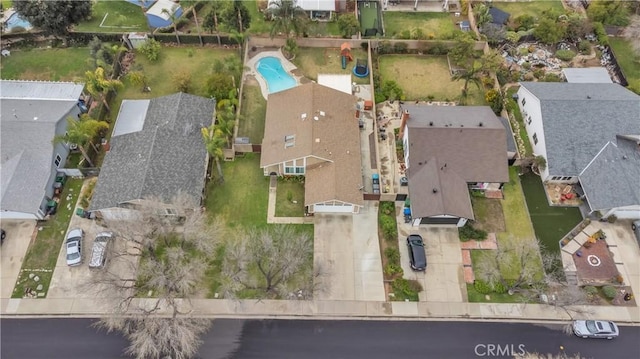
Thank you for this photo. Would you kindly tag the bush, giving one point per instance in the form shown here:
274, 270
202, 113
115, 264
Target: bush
392, 254
565, 55
482, 287
609, 292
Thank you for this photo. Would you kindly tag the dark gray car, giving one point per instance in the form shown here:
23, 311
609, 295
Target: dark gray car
417, 256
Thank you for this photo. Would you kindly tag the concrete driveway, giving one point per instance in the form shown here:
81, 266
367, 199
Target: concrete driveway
346, 247
443, 281
19, 235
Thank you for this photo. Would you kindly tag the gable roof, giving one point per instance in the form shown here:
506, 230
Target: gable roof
165, 157
580, 118
29, 114
333, 140
611, 179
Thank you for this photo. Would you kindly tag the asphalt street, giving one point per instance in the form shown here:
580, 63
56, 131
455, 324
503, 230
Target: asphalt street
228, 338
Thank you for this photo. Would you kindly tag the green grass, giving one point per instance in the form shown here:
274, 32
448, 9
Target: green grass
43, 252
46, 64
122, 16
312, 61
289, 189
628, 60
533, 8
252, 114
242, 200
422, 77
550, 223
434, 25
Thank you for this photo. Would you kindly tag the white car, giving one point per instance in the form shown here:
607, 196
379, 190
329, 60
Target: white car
595, 329
73, 243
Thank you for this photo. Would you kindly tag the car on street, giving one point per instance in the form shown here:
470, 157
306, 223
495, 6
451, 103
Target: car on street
417, 256
73, 243
595, 329
99, 250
──────────
Locate the word "instance" in the records above, and return each line that has it.

- SOLVED PROBLEM
Thank you for this photo. Would you kindly tag the bush, giving one point per instance in the form shown here:
Thank you for this photo. Would you kindly tag the dark gray car, giving one point per instance in the form shown here:
Thank you for this photo. Would you kindly tag the concrete driveway, giving one point per instance in the form shown here:
Thank you for this photo. Would you kindly tag the gable roof, giving one point per instance in the form shown here:
Thank you for this photo. Would you kindly tag the asphalt street, giving one point per instance in the form shown here:
Thank you for this photo. Would you kindly tag the green grass, giving one point per instance in the form shown here:
Thank you for this photo. Would you kindly tag the white car, giving one point per instance in the form shown here:
Thank you for this photo. Would you kindly tag the car on street, giving one point per instance in the form shown here:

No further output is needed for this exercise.